◆ **EXERCISE OBJECTIVE**
Quote every line of the material beneath this one.

.....

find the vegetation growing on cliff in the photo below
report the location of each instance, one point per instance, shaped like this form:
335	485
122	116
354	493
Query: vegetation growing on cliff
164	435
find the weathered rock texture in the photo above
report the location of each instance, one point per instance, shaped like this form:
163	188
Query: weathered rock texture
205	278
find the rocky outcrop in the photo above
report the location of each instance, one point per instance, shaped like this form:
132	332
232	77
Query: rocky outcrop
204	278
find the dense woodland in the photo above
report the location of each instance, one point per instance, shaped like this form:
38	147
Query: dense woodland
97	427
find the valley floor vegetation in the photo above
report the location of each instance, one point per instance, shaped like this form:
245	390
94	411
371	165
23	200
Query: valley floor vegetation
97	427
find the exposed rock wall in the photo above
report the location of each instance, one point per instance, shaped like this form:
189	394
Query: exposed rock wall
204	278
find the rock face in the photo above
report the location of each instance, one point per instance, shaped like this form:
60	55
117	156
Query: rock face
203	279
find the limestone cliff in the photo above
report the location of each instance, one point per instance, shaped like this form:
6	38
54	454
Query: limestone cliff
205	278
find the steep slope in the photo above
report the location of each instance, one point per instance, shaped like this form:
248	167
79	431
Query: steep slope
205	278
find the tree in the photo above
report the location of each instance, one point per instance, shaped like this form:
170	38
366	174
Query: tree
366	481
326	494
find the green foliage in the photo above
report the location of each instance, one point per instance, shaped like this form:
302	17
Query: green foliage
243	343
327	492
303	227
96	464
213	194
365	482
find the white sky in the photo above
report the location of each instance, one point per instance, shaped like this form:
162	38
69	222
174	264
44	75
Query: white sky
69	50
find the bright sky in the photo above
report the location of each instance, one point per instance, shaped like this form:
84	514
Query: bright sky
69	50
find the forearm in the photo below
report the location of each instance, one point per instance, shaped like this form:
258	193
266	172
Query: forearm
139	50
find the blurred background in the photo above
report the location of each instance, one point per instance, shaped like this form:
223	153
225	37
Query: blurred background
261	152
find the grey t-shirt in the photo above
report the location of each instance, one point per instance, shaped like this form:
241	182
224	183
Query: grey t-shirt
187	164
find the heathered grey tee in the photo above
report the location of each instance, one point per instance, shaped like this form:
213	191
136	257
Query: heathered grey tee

.....

◆ **SOLUTION TO THIS EXERCISE**
find the vegetation growing on cliff in the photo below
report the location of each instance, one point per instance, shaped like this form:
335	485
122	116
354	493
Query: vegetation growing on cliff
164	435
find the weathered rock texture in the photo above
report the location of each instance, one point per instance, shaped like this form:
163	188
Query: weathered rock texture
205	278
find the rocky outcrop in the photo above
report the location of each instance, one point per instance, shaped like this form:
132	332
232	77
Query: rocky outcrop
204	278
find the dense woodland in the photo above
report the location of each instance, one point per instance, shaped like this form:
38	147
Query: dense woodland
97	427
find the valley floor vegetation in the photo above
report the location of each instance, one point per instance, shaped like this form:
245	390
94	411
371	165
23	200
Query: valley floor vegetation
97	427
find the exposed rock wall in the photo above
report the location of each instance, one point per instance, shaped like this form:
189	394
Query: exposed rock wall
204	278
find the rock face in the photo above
report the location of each instance, one point per instance, shaped like this form:
60	55
117	156
Query: rock face
203	279
find the limestone cliff in the photo above
report the location of each instance, one point per instance, shaped like this form:
6	38
54	454
Query: limestone cliff
205	278
find the steep slope in the photo above
report the location of each instance, one point per instance, shaped like this form:
248	167
79	431
Query: steep slope
205	278
find the tree in the photo above
report the location of each instance, one point per instance, shaped like this form:
170	38
366	174
Query: tree
366	481
326	494
find the green foliage in the photo above
report the location of each instance, one point per instance, shaped like this form:
302	17
Query: green foliage
243	343
327	492
303	227
96	464
213	194
365	482
find the white sky in the photo above
report the location of each instance, one point per instance, shaped like this form:
162	38
69	222
174	264
44	75
Query: white sky
69	50
find the bright sky in the photo above
report the location of each instance, one point per instance, shaped like this form:
84	514
Query: bright sky
69	50
find the forearm in the photo below
report the location of each instance, one point per instance, shaped like this form:
258	193
266	172
Query: forearm
139	50
find the blurred background in the photo above
report the location of each instance, one point per instance, shaped like this form:
223	153
225	37
Query: blurred background
261	152
find the grey t-shirt in the photo above
report the location of each instance, one point per instance, shaped like this form:
241	182
224	183
Query: grey t-shirt
187	164
find the heathered grey tee in the photo above
report the location of each instance, one point per instance, shaped like this form:
213	191
136	257
Query: heathered grey tee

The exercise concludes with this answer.